JOB:
Reproduce the rows below word for word, starting with the line that contains "Would you kindly put a point on the man with" and continuing through the last of the rows, with both ends included.

---

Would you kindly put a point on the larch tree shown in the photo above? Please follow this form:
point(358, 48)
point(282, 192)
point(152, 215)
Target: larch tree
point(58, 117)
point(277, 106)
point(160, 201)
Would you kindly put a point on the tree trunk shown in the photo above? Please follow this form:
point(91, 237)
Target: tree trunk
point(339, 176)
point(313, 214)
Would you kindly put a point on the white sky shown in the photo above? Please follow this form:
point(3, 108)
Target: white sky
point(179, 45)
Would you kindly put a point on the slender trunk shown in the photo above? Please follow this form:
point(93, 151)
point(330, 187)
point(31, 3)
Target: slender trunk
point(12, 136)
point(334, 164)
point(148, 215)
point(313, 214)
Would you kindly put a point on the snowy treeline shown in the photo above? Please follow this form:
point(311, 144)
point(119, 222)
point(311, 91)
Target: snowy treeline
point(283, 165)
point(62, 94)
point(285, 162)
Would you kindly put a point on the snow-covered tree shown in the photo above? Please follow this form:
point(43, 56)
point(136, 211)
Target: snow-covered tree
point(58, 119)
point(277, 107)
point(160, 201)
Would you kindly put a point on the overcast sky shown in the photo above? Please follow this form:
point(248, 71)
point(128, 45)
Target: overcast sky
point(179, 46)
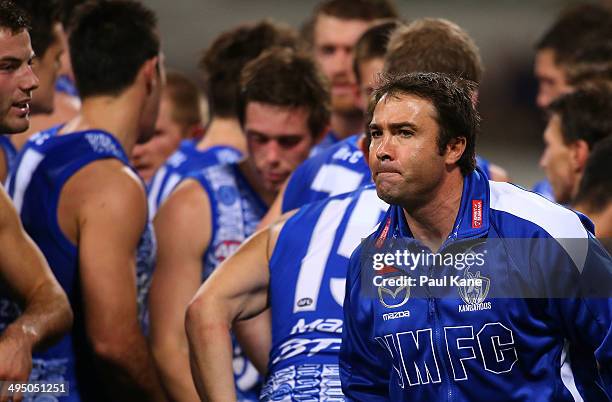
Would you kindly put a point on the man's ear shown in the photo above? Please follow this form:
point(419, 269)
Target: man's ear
point(151, 73)
point(319, 137)
point(363, 143)
point(455, 149)
point(194, 131)
point(579, 154)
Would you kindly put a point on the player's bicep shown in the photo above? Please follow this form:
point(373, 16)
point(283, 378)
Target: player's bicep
point(111, 222)
point(275, 210)
point(241, 282)
point(182, 227)
point(22, 266)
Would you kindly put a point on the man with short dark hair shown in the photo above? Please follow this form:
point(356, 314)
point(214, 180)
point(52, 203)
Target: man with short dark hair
point(331, 34)
point(179, 123)
point(47, 34)
point(86, 208)
point(594, 196)
point(224, 140)
point(575, 28)
point(578, 121)
point(35, 310)
point(428, 45)
point(504, 279)
point(215, 209)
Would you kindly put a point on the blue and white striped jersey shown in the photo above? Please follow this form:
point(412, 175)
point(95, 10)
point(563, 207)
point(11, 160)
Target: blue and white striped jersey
point(186, 159)
point(529, 318)
point(307, 279)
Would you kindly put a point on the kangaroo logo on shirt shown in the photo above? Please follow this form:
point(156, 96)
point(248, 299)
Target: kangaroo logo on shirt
point(474, 295)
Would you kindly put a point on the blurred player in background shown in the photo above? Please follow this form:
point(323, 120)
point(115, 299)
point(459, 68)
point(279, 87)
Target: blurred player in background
point(35, 310)
point(86, 208)
point(224, 141)
point(569, 53)
point(180, 119)
point(575, 27)
point(594, 196)
point(214, 210)
point(47, 36)
point(331, 34)
point(297, 269)
point(578, 121)
point(435, 45)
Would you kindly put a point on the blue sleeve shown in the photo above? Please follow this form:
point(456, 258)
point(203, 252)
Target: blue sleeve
point(582, 302)
point(363, 370)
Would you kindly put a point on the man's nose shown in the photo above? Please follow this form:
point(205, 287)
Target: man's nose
point(29, 81)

---

ANSWER TO THIS PROBLEM:
Would you kindly put a point on the man with short dark hair shown in the photo above? Please follow this form:
point(356, 314)
point(214, 180)
point(52, 203)
Target: man with short dark hair
point(331, 34)
point(179, 123)
point(47, 34)
point(86, 208)
point(594, 196)
point(224, 140)
point(575, 28)
point(578, 121)
point(35, 310)
point(428, 45)
point(504, 279)
point(215, 209)
Would you kindly put a point on the blue and white striped jersey shown in the photo above? Please follow this form:
point(412, 175)
point(95, 10)
point(563, 207)
point(11, 160)
Target: blue and white striped jersey
point(186, 159)
point(529, 318)
point(307, 279)
Would you kindly put a point on the kangaroo logo on shirt shown in the photo above? Please follow this form:
point(156, 96)
point(248, 299)
Target: kangaroo logo on shirt
point(474, 295)
Would you kindly put a point on the blurred player in background shown in the photo above? Please follow this form:
point(323, 120)
point(115, 299)
point(459, 68)
point(279, 87)
Target: blurred player in background
point(35, 310)
point(86, 208)
point(224, 141)
point(569, 53)
point(180, 119)
point(575, 27)
point(594, 196)
point(214, 210)
point(47, 36)
point(331, 34)
point(297, 269)
point(578, 121)
point(435, 45)
Would you kindly put a point on the blue sleeve shown in the photo above? Please follow this form:
point(456, 258)
point(203, 252)
Target: blue sleeve
point(582, 302)
point(363, 370)
Would you kindly put a point on the man's nose shown in the photo above? Please follow this form:
point(205, 287)
Target: man's nose
point(29, 81)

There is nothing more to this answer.